• **Aim of the task**
Show, from the records below, all lines that contain the word "fence".

Records for the exercise Start Marker

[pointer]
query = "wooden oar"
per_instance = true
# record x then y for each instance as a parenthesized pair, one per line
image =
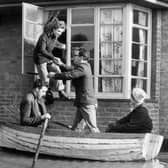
(39, 142)
(64, 125)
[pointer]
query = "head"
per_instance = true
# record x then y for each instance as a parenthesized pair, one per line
(138, 96)
(60, 29)
(54, 27)
(39, 89)
(79, 54)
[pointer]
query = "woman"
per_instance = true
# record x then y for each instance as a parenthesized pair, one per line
(138, 120)
(43, 57)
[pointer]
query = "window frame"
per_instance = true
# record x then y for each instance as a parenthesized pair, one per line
(127, 47)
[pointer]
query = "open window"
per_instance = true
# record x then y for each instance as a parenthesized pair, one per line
(32, 27)
(118, 38)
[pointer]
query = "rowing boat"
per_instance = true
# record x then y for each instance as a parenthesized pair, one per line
(70, 144)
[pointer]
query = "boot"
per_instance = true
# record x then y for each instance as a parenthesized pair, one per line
(63, 95)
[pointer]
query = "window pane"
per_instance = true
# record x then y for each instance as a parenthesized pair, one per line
(82, 33)
(82, 16)
(139, 51)
(34, 14)
(140, 18)
(139, 35)
(111, 33)
(141, 83)
(112, 85)
(110, 67)
(111, 16)
(139, 68)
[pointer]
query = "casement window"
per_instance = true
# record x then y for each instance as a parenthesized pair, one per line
(118, 38)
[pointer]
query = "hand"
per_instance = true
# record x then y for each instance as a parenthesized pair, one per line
(58, 61)
(45, 116)
(51, 74)
(63, 46)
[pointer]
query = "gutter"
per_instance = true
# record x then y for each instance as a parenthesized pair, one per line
(159, 3)
(156, 3)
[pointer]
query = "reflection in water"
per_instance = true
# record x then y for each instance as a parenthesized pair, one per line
(15, 159)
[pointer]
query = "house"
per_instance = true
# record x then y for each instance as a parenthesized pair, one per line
(128, 45)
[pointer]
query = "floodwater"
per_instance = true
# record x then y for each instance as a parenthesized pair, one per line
(15, 159)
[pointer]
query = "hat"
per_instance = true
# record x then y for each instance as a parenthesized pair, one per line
(138, 95)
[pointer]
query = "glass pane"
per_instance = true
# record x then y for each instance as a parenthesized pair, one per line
(82, 33)
(110, 67)
(139, 68)
(29, 32)
(34, 14)
(140, 18)
(82, 16)
(111, 16)
(139, 35)
(141, 83)
(111, 33)
(88, 46)
(111, 50)
(139, 52)
(112, 85)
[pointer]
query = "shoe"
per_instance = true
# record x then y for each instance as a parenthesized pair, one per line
(63, 95)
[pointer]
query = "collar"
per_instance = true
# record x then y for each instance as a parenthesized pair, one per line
(34, 94)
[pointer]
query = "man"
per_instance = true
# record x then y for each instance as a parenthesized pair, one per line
(32, 108)
(138, 121)
(85, 100)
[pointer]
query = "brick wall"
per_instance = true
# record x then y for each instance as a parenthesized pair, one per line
(164, 75)
(13, 84)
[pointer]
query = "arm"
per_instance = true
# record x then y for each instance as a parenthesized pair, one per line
(26, 118)
(75, 73)
(44, 50)
(124, 119)
(60, 45)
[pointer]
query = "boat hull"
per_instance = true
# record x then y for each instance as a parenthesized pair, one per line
(104, 146)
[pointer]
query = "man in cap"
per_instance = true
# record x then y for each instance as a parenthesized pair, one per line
(138, 120)
(32, 108)
(85, 100)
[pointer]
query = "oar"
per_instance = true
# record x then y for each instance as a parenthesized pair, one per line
(62, 124)
(39, 142)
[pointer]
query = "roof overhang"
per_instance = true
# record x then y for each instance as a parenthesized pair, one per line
(145, 3)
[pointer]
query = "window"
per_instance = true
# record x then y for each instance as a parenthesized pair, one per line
(118, 41)
(140, 59)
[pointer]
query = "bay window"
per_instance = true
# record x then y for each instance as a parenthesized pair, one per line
(118, 38)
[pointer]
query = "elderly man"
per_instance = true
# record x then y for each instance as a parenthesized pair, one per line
(32, 108)
(137, 121)
(85, 100)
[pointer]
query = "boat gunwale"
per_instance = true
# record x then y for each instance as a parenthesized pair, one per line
(70, 133)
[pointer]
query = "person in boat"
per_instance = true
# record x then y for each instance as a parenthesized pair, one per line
(32, 107)
(43, 56)
(138, 120)
(85, 101)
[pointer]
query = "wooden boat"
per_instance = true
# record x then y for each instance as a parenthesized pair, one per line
(98, 146)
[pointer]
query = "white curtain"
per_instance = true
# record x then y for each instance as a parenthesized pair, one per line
(111, 49)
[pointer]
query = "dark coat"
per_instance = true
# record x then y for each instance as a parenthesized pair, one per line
(43, 49)
(82, 80)
(31, 110)
(137, 121)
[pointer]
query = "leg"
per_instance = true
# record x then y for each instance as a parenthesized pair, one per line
(43, 72)
(57, 85)
(77, 120)
(89, 115)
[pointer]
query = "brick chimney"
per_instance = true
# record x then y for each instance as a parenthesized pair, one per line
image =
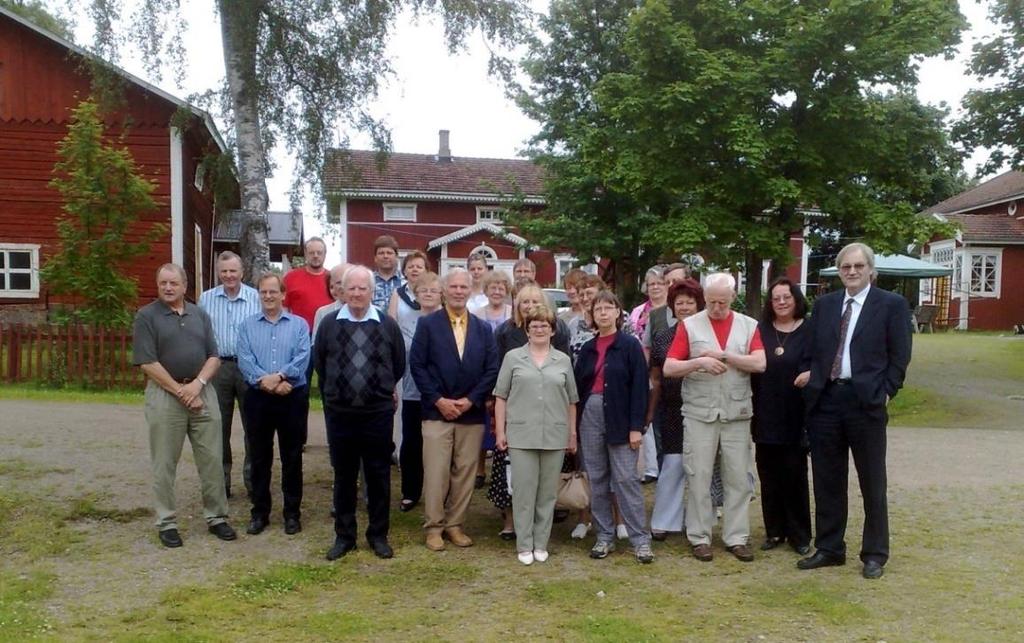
(443, 151)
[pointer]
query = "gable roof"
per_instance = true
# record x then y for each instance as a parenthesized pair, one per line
(356, 173)
(977, 228)
(1006, 186)
(486, 226)
(202, 115)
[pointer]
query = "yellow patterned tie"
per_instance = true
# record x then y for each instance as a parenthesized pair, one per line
(459, 328)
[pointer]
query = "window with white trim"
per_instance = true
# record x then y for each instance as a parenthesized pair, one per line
(487, 252)
(18, 270)
(985, 273)
(488, 214)
(943, 256)
(399, 212)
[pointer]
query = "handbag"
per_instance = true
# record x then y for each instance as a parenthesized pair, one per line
(573, 491)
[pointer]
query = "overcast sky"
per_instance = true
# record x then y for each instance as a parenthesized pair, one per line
(433, 90)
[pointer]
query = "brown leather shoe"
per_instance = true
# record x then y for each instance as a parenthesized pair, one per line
(458, 537)
(434, 542)
(741, 552)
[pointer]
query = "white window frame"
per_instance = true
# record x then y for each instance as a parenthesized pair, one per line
(389, 212)
(32, 270)
(499, 220)
(488, 253)
(996, 269)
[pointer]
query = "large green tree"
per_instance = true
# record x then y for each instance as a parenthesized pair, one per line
(99, 234)
(299, 73)
(728, 119)
(580, 43)
(994, 116)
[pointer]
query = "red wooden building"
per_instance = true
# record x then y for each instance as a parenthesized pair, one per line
(986, 290)
(446, 206)
(42, 78)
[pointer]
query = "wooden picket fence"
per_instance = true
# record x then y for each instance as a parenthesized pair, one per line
(78, 355)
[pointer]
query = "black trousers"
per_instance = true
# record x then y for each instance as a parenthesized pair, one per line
(267, 414)
(354, 438)
(837, 427)
(785, 501)
(411, 454)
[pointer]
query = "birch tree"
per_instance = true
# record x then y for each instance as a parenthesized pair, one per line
(299, 74)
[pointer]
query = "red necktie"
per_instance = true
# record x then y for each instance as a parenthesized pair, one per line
(844, 328)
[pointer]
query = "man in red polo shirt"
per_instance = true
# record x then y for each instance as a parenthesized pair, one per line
(306, 288)
(715, 351)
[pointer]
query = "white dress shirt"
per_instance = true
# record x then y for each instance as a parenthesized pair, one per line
(846, 372)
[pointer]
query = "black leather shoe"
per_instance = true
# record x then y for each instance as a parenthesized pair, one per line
(223, 531)
(340, 549)
(382, 549)
(872, 569)
(820, 559)
(170, 538)
(256, 525)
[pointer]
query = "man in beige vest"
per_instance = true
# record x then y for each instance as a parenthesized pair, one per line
(715, 351)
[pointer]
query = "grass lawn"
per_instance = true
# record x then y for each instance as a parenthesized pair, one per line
(79, 558)
(963, 380)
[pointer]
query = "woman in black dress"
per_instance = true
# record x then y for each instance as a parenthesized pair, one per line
(778, 420)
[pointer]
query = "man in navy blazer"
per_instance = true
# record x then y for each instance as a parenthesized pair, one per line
(858, 355)
(454, 361)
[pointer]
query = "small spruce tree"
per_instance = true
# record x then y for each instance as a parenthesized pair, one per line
(103, 196)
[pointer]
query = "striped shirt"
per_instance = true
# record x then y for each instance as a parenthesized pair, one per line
(281, 346)
(226, 314)
(384, 287)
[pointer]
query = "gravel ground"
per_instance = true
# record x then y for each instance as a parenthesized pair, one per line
(70, 451)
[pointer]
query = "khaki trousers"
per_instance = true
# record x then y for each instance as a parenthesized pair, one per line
(450, 455)
(700, 444)
(169, 424)
(536, 473)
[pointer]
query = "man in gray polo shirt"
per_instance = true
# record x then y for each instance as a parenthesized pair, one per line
(175, 347)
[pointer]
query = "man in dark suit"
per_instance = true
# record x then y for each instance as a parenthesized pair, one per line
(859, 351)
(454, 361)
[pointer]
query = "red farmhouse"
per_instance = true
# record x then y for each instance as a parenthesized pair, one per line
(987, 256)
(446, 206)
(42, 78)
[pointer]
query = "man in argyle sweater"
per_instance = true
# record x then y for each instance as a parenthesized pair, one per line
(359, 356)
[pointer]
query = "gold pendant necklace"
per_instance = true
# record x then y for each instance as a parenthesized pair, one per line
(780, 349)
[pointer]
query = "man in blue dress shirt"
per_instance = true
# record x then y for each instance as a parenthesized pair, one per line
(227, 305)
(273, 352)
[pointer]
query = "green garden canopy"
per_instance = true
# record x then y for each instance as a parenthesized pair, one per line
(900, 265)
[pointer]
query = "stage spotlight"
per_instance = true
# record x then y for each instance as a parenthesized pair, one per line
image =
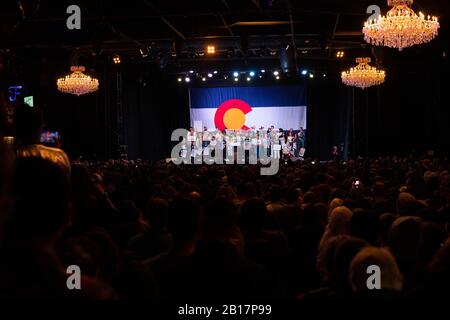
(116, 59)
(144, 52)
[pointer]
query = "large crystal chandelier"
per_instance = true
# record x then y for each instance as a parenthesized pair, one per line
(77, 82)
(363, 75)
(401, 27)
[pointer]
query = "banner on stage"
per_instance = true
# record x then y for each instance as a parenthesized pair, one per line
(246, 107)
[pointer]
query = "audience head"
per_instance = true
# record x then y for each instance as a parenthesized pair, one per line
(390, 276)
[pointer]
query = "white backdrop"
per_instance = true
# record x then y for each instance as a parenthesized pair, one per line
(280, 117)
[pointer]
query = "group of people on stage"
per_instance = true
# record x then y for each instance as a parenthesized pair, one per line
(279, 143)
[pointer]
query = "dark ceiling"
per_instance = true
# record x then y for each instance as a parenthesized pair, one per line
(177, 32)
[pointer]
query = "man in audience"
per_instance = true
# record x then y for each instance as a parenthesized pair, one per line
(29, 123)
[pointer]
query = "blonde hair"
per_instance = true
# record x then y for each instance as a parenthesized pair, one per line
(391, 278)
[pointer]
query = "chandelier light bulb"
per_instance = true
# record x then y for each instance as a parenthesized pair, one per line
(401, 27)
(77, 83)
(363, 75)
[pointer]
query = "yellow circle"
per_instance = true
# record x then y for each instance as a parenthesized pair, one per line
(234, 119)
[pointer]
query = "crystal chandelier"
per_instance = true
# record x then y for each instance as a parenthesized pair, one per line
(77, 82)
(363, 75)
(401, 27)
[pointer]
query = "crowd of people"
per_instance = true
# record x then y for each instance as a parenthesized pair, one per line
(278, 143)
(159, 231)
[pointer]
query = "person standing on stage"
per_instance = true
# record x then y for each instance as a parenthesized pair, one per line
(300, 142)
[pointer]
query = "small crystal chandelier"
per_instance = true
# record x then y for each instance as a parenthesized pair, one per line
(363, 75)
(401, 27)
(77, 82)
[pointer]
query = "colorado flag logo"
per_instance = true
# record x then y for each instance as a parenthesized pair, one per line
(231, 115)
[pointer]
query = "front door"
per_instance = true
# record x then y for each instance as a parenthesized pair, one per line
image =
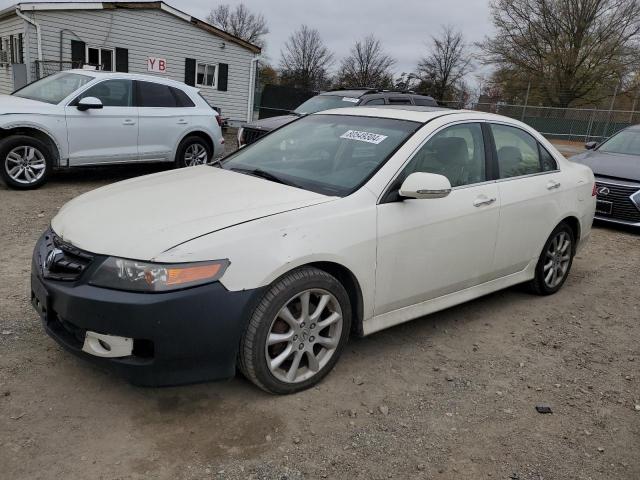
(432, 247)
(106, 135)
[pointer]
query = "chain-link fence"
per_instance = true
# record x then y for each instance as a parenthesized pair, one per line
(44, 68)
(571, 124)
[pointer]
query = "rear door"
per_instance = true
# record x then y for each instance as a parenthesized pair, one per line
(164, 121)
(531, 187)
(106, 135)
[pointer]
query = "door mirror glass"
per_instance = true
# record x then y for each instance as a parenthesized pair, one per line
(425, 185)
(89, 103)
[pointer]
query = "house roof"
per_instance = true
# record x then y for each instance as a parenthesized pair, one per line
(31, 6)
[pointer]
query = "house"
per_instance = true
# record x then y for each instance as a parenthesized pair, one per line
(38, 39)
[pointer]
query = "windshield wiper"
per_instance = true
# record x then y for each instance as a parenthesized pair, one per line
(258, 172)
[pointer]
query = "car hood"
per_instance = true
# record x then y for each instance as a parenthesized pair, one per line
(13, 104)
(272, 123)
(615, 165)
(143, 217)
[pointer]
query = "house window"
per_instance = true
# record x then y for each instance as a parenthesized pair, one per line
(206, 75)
(102, 57)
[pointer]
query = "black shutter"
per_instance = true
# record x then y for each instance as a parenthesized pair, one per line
(190, 71)
(223, 75)
(122, 60)
(77, 53)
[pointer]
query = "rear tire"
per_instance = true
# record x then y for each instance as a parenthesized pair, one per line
(25, 162)
(192, 151)
(555, 261)
(289, 347)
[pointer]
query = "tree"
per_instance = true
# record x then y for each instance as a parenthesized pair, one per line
(572, 51)
(240, 22)
(367, 66)
(305, 60)
(442, 70)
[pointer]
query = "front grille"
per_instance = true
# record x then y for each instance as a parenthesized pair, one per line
(620, 196)
(62, 261)
(250, 135)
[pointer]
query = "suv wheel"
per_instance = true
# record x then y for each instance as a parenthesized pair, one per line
(555, 261)
(297, 332)
(26, 162)
(193, 151)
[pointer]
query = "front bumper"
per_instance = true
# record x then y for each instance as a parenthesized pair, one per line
(186, 336)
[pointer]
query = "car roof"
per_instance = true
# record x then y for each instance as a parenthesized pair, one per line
(412, 112)
(132, 76)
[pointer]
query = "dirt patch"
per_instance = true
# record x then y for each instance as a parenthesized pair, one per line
(449, 396)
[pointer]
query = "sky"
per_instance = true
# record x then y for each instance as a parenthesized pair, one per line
(404, 28)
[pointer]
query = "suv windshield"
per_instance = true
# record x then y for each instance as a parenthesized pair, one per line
(328, 154)
(54, 88)
(325, 102)
(626, 141)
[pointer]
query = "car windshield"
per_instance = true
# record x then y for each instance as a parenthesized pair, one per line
(54, 88)
(626, 141)
(325, 102)
(328, 154)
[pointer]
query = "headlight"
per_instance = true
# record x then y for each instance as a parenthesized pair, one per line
(123, 274)
(240, 137)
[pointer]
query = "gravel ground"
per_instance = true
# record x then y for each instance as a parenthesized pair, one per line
(449, 396)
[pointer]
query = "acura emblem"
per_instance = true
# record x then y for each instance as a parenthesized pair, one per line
(51, 257)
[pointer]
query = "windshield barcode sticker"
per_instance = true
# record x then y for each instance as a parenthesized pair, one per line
(374, 138)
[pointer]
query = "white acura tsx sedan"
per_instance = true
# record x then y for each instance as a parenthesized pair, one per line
(349, 221)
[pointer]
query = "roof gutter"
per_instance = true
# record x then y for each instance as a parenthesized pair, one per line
(38, 31)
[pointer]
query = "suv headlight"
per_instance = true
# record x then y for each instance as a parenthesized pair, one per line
(123, 274)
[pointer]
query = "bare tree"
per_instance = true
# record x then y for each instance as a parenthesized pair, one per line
(367, 65)
(442, 70)
(240, 22)
(305, 60)
(572, 51)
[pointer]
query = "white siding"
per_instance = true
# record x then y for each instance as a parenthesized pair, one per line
(150, 33)
(12, 25)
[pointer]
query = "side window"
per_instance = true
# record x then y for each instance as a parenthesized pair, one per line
(456, 152)
(517, 152)
(112, 93)
(548, 162)
(182, 98)
(152, 94)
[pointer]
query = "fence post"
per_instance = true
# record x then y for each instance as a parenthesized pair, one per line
(526, 101)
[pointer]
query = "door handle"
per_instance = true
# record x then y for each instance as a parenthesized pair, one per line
(481, 201)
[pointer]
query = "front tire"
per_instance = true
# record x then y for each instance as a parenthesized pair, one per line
(297, 332)
(26, 162)
(555, 261)
(192, 151)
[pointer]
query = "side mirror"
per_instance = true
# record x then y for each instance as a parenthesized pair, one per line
(89, 103)
(425, 185)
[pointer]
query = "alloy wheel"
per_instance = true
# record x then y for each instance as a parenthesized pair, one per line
(304, 336)
(195, 154)
(557, 260)
(25, 164)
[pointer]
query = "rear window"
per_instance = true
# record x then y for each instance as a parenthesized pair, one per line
(155, 95)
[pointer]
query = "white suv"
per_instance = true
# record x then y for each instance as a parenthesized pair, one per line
(84, 117)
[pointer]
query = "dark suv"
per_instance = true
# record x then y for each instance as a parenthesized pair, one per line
(250, 132)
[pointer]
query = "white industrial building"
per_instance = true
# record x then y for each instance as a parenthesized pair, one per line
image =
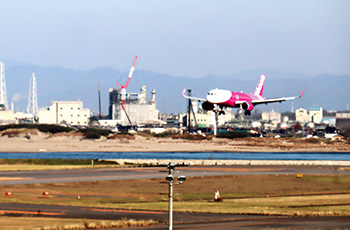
(65, 112)
(302, 116)
(316, 114)
(136, 107)
(271, 116)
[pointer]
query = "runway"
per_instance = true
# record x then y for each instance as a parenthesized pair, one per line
(101, 174)
(181, 220)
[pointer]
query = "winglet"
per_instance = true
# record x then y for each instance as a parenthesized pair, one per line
(260, 87)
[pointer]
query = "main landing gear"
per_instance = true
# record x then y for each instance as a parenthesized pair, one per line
(247, 112)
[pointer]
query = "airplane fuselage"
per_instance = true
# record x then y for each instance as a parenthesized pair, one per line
(227, 98)
(243, 101)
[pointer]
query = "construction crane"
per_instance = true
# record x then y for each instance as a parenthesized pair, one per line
(121, 89)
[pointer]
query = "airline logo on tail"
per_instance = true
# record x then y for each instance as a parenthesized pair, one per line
(260, 87)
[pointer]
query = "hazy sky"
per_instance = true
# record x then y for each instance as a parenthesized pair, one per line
(186, 38)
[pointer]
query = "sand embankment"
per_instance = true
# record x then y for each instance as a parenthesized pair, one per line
(70, 142)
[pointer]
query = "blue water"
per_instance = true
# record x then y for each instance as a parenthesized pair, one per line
(180, 155)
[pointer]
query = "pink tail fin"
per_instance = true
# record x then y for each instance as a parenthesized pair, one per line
(260, 87)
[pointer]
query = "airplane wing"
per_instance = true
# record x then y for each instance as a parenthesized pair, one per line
(272, 100)
(193, 98)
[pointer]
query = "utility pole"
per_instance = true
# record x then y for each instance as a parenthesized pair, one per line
(170, 179)
(189, 111)
(99, 100)
(3, 96)
(33, 97)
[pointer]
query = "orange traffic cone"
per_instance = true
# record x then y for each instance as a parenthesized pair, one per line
(217, 196)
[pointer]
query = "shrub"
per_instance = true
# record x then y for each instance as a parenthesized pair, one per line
(88, 132)
(122, 136)
(41, 127)
(192, 137)
(233, 134)
(92, 135)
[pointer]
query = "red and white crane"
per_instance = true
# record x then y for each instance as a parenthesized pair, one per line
(122, 88)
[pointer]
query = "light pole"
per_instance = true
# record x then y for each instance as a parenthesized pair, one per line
(170, 179)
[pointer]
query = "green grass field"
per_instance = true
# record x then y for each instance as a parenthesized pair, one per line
(327, 195)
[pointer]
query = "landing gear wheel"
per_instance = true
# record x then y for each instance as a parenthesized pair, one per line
(247, 113)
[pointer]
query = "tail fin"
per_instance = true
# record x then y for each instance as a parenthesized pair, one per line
(260, 87)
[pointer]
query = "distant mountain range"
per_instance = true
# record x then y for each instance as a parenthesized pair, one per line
(56, 83)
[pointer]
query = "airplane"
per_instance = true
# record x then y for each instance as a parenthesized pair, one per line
(226, 98)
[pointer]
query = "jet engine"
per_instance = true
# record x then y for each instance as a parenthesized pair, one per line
(248, 106)
(207, 105)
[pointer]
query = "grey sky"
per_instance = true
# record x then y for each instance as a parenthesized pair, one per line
(188, 38)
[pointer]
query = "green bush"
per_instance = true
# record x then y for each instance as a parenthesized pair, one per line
(41, 127)
(233, 134)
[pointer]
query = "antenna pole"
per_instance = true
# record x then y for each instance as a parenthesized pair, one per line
(99, 100)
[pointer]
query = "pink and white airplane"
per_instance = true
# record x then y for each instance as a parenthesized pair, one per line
(244, 101)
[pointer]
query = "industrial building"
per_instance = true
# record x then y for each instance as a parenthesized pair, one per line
(316, 114)
(302, 116)
(65, 112)
(134, 109)
(343, 120)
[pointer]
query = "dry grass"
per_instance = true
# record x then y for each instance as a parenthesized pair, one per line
(67, 224)
(240, 194)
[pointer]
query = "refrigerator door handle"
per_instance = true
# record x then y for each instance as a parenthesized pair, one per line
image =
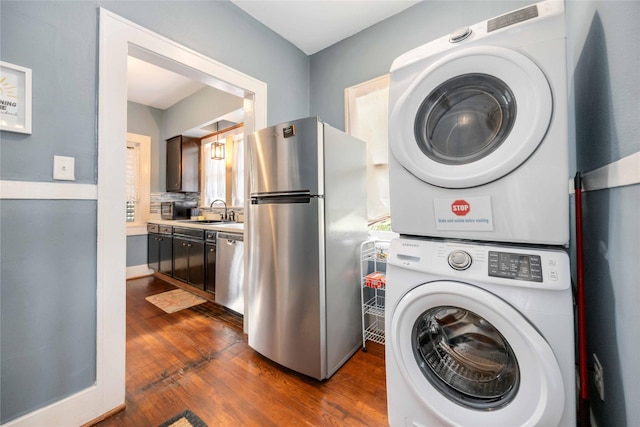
(282, 198)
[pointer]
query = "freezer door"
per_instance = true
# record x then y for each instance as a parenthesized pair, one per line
(285, 158)
(286, 285)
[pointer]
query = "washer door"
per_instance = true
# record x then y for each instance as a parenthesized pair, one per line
(471, 118)
(473, 359)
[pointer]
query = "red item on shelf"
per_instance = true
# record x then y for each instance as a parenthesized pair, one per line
(375, 280)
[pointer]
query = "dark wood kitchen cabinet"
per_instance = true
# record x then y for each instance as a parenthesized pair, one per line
(183, 164)
(160, 248)
(189, 256)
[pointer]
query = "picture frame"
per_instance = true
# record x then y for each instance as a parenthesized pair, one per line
(15, 98)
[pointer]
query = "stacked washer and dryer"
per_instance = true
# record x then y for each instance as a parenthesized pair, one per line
(479, 318)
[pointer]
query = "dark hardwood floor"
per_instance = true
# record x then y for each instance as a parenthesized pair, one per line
(199, 359)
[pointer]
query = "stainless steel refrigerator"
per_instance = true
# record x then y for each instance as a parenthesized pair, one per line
(306, 221)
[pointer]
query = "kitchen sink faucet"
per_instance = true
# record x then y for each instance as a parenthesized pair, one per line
(225, 217)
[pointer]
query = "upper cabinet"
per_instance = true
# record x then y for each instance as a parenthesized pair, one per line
(183, 164)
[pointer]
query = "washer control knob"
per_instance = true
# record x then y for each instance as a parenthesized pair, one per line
(459, 260)
(459, 34)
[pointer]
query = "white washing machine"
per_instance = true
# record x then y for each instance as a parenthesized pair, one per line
(478, 335)
(478, 132)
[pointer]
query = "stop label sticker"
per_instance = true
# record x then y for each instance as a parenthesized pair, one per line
(460, 207)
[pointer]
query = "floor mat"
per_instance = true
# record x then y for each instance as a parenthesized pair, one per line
(185, 419)
(175, 300)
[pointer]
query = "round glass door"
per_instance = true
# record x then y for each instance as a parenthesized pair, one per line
(471, 357)
(471, 117)
(465, 357)
(465, 119)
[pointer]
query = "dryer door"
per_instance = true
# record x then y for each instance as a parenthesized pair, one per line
(471, 118)
(473, 359)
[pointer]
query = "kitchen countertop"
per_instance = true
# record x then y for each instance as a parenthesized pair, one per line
(230, 227)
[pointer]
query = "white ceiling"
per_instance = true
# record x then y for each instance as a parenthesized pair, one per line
(310, 25)
(157, 87)
(313, 25)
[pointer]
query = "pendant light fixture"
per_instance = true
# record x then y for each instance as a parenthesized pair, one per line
(217, 148)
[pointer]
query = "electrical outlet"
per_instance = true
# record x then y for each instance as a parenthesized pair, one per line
(598, 376)
(64, 168)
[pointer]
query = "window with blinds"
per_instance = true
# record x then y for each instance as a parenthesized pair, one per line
(133, 159)
(367, 118)
(138, 180)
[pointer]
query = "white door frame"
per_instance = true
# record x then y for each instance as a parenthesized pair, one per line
(119, 37)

Records for the exercise End Marker

• **Task result**
query = "wooden picket fence"
query = "chain-link fence"
query = "fence post"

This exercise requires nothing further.